● **Task statement**
Output every line of the listing, exactly and completely.

● **Data for review**

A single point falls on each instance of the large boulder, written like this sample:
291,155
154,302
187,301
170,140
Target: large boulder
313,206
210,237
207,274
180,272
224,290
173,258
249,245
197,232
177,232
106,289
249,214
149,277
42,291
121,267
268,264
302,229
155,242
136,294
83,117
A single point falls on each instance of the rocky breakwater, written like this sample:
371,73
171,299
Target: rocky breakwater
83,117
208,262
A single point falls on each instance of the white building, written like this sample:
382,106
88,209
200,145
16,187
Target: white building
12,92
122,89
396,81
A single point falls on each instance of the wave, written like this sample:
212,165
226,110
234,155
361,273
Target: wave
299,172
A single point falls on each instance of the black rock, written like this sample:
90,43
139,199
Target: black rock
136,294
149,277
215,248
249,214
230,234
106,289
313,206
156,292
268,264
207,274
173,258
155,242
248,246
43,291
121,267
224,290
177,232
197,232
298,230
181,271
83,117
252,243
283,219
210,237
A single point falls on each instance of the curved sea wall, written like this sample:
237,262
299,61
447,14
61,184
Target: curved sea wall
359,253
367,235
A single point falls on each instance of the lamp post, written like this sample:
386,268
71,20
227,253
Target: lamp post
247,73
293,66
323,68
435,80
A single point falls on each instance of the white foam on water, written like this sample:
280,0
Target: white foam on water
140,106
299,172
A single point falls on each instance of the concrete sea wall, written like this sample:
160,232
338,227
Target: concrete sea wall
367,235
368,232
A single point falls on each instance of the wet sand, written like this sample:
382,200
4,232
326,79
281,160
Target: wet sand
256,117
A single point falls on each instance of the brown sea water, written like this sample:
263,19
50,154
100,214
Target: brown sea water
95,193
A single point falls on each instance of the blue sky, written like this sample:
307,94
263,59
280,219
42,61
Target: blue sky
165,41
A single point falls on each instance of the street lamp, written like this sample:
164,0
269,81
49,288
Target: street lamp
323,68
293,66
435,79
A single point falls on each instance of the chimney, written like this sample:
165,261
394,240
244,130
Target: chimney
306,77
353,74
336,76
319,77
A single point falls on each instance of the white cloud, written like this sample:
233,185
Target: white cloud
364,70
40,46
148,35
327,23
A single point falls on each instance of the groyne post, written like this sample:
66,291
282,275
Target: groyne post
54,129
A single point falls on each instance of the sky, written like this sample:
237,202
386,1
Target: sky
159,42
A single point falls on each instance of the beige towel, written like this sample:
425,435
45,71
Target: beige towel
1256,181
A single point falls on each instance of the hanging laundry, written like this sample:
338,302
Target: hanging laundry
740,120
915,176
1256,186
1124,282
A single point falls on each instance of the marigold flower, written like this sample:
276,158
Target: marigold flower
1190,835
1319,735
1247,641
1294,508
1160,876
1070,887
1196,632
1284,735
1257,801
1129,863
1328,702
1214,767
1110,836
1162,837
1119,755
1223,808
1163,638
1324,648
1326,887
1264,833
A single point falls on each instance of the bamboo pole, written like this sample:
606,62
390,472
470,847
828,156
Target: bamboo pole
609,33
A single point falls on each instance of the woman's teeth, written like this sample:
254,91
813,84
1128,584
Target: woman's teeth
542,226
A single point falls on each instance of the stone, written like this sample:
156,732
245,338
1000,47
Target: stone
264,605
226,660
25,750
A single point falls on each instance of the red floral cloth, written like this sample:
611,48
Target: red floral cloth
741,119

● **Solved problem**
A single point falls on each instance of the large boulder, written like this sample:
291,155
154,302
187,301
170,140
Target: large boulder
313,206
210,237
207,274
180,272
224,290
173,258
249,245
197,232
177,232
106,289
249,214
149,277
42,291
121,267
268,264
302,229
155,242
136,294
83,117
A single point falls on each instance of the rocky breakwater, written like this sample:
371,73
171,299
Target: rocky breakwater
83,117
208,262
A single point falls on each instance of the white building, written like this sample:
382,106
88,209
200,145
16,187
Target: white building
12,92
122,89
396,81
A single point falls on each instance of the wave, written like this sample:
212,165
226,110
234,155
361,273
Target: wave
299,172
A single point falls on each instance of the black rock, written like this sample:
90,43
139,199
Target: black rock
136,294
149,277
215,248
249,214
230,234
106,289
313,206
156,292
268,264
207,274
173,258
155,242
248,246
43,291
121,267
224,290
177,232
197,232
298,230
181,271
83,117
252,243
283,219
210,237
A single point falls on each instance of the curved sea wall, written like this sample:
237,262
299,61
447,14
61,184
Target: curved sea wall
359,253
367,235
A single point falls on each instance of the lamp post, written like this sample:
386,268
71,20
227,253
Target: lamp post
247,73
293,66
323,68
435,80
A single point falls on each instance of the white foam on water, written like this sample:
280,0
Target: white foam on water
140,106
299,172
A single point falls on each instance of the concrete sea wall, written like this sample:
160,232
338,227
Target: concrete sea wall
367,235
368,232
A single point falls on each instance of the wet sand, written like this sample:
382,200
4,232
326,79
281,160
Target: wet sand
256,117
A single point falls on each instance of the brown sea water, written like this sample:
263,19
50,154
100,214
Target: brown sea water
95,193
A single point falls on each instance of the blue sky, written like this sample:
307,94
263,59
280,219
42,61
Target: blue sky
165,41
A single point falls on each instance of the street lamp, written like this sample:
164,0
269,81
49,288
Target: street lamp
323,68
293,66
435,79
A single point falls on each instance of the chimney, written like this sample:
165,261
394,240
244,130
Target: chimney
306,77
353,74
336,76
319,77
A single point falls on each instance of the white cloud, written like this sample:
233,185
Target: white cloud
364,70
40,46
148,35
327,23
A single point falls on each instance of the groyne post, written like this sample:
66,291
282,275
Target: groyne post
54,129
A single point falls on each instance of the sky, written like this sample:
237,202
386,1
Target: sky
159,42
A single point falls on each instance of the beige towel, written like this sample:
425,435
45,71
Target: beige towel
1256,181
A single point falls on each instance of the hanging laundry, written like this sample:
338,302
Target: hanging laundry
740,120
915,176
1256,186
1124,282
A single point falls on each instance of the marigold flower, written like this sample:
276,158
Target: marigold flower
1190,835
1319,735
1247,641
1294,508
1160,876
1070,887
1196,632
1284,735
1257,801
1129,863
1328,702
1214,767
1110,836
1162,837
1119,755
1223,808
1163,638
1324,648
1326,887
1264,833
A single point falls on each instance of the bamboo pole, written like this sample:
606,62
390,472
470,847
828,156
Target: bamboo pole
609,33
A single point falls on each instance of the woman's teeth, written like this sample:
254,91
813,84
1128,584
Target: woman's teeth
542,226
A single point falls on each instance of the stone, written like this sample:
156,732
245,338
1000,47
Target: stone
264,605
226,660
25,750
A single point falls on each instance of the red floral cloth, written like this sample:
611,48
Target: red floral cloth
741,119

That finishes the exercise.